**** TEXT EXCERPT ****
Designers: Matthew Dunstan & Brett J. Gilbert
Duration: 20 min.
You open the first page to the book, and read in amazement. But.. to go to the next page, you must watch the event unfold before your very eyes: the dragon files above you all the way across the kingdom to meet the princess as the knight watches from afar. When he meets her, the page is complete, and a new chapter unfolds… will you finish your story before your opponents?
Fairy Tile is a tile laying/movement game with a bit of a storytelling element to it. You will move the Princess, the Knight and the Dragon across the land you and your opponents create and place them in strategic locations based on the story cards you have, and the first person to read their story is the winner. Do you have what it takes to be the first to complete your book?
What’s in the box?
Inside the box there are 15 double-sided land tiles (3 starting tiles and 12 regular), 36 page cards, 4 player aids, 4 wooden Magic tokens, and 3 figures (Knight, Princess and Dragon). All the components are in a nice molded insert that holds everything
First of all… if you haven’t already noticed, the are in this game is STUNNING. The artist, Miguel Coimbra (who also did 7 Wonders and 7 Wonders Duel) did an amazing job. The best way I can describe the art is its the best looking animated move that never got made… everything is vibrant and well detailed. The cardboard for the tiles is nice and sturdy, and the cards feel thick. And those minis… they’re awesome quality and they’re painted! Seriously some of the best components of any game I’ve ever played.
So how do you play?
To begin the game, take the 3 starting tiles and place them so that the river is connected. The makes the starting kingdom. Place the 3 figurines on their respective spaces on their starting spaces. Each player receives a magic token and places it face down. Then, shuffle the remaining 12 tiles and place them in a stack accessible to everyone. Then, take the 36 page cards and deal them equally between players (18 in a 2 player game, 12 in a 3 player game and 9 in a 4 player game). Each player makes a face-down stack and draws their first card and secretly looks at it and keeps it in their hand. It’s important not to look at the rest of your cards yet, as you’ll see them later.
During your turn, you will have 2 actions you can choose from: Develop your story or Turn a page. When you choose to develop a story, you go on an adventure and do one of 2 actions:
- Add a tile: take the top tile of the stack and without turning it over, add it to the kingdom. It must touch a least 2 continuous edges, and if you place it next to a river space, it must continue the existing river. If there are no land tiles left, you cannot choose this action
- Move a character: Choose one character and move them. They all move in different ways: the knight must move exactly 2 locations away from his starting position, and cannot finish his movement on a space adjacent to his starting position. The princess may only move location over, but if she is on a castle or moves onto a castle, she may freely jump to another castle. The dragon flies in a straight line all the way to the edge of the kingdom, not stopping. He also cannot fly over any empty spaces.
Once you have finished your action, you can check if you were able to recount the adventure on your card. There are different objectives to each card: examples include that the dragon and knight must be on the same space on that turn, or that the princess can see the knight (be in their line of vision) or that the dragon must be in a large forest (a forest made up of 3 connected location spaces). If the objective of the card is met after the move a character action (you cannot recount the adventure after adding a tile), then you read aloud your page of the book, play it down in front of you and draw the next page from your stack.
**** RECORD EXTRACTS ****
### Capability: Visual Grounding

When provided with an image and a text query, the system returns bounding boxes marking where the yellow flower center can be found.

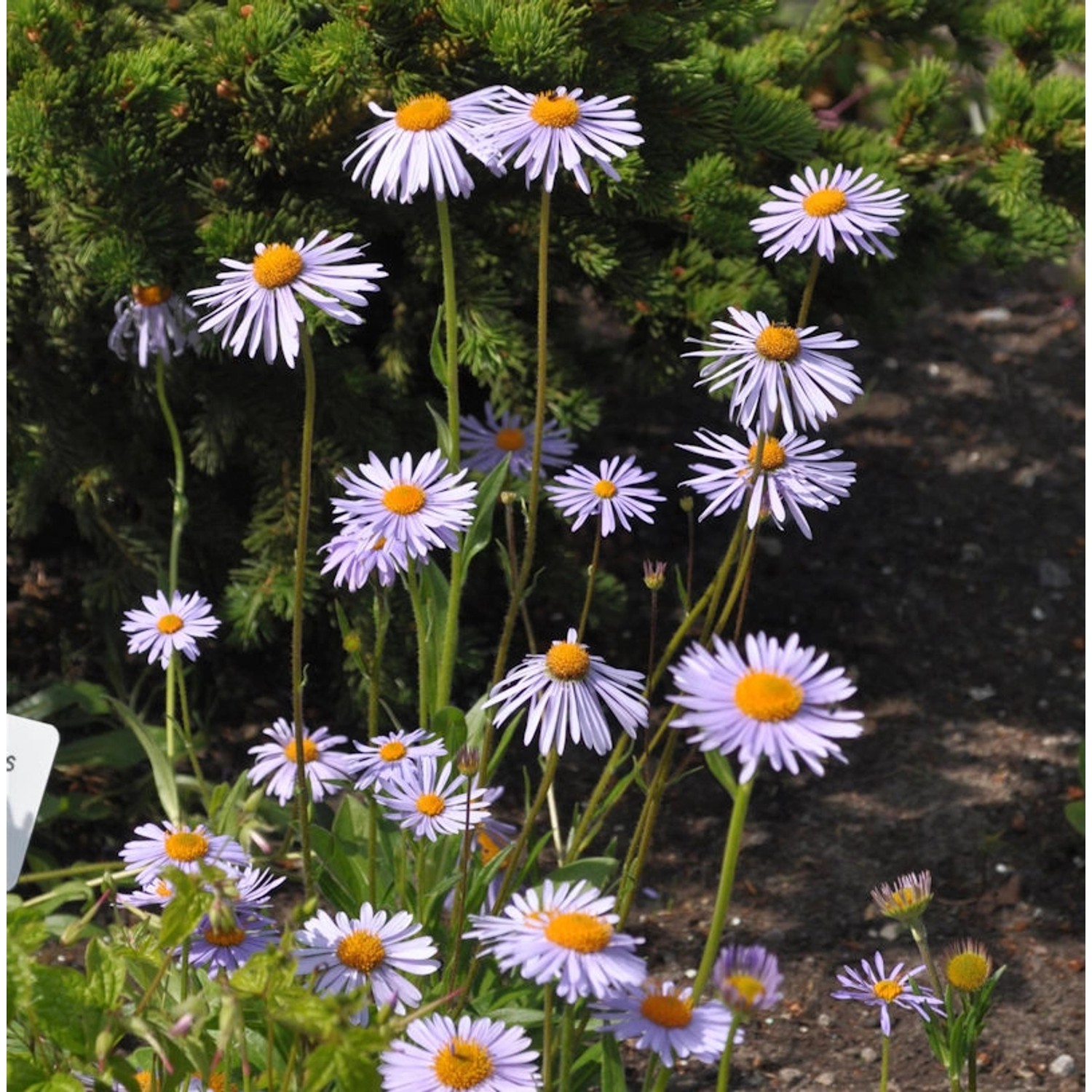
[253,242,304,288]
[725,974,766,1009]
[802,190,850,216]
[432,1039,493,1089]
[384,483,425,515]
[546,641,592,683]
[531,91,580,129]
[202,925,247,948]
[945,951,989,994]
[755,325,801,364]
[133,284,170,307]
[395,93,451,133]
[747,436,786,471]
[417,793,445,819]
[735,672,804,721]
[155,615,183,637]
[284,740,319,762]
[338,930,387,974]
[641,994,694,1028]
[163,830,209,862]
[544,910,614,956]
[379,740,406,762]
[494,428,528,451]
****
◆ **WORK TO DO**
1/ Using the sentence in the Fairy Tile review that begins "Inside the box there are," list each item found in the box along with its quantity.
2/ Transcribe the Fairy Tile review word for word, everything from "You open the" down to "in the box?".

◆ **ANSWERS IN ORDER**
1/
- 15 double-sided land tiles (3 starting tiles and 12 regular)
- 36 page cards
- 4 player aids
- 4 wooden Magic tokens
- 3 figures (Knight, Princess and Dragon)

2/
You open the first page to the book, and read in amazement. But.. to go to the next page, you must watch the event unfold before your very eyes: the dragon files above you all the way across the kingdom to meet the princess as the knight watches from afar. When he meets her, the page is complete, and a new chapter unfolds… will you finish your story before your opponents?
Fairy Tile is a tile laying/movement game with a bit of a storytelling element to it. You will move the Princess, the Knight and the Dragon across the land you and your opponents create and place them in strategic locations based on the story cards you have, and the first person to read their story is the winner. Do you have what it takes to be the first to complete your book?
What’s in the box?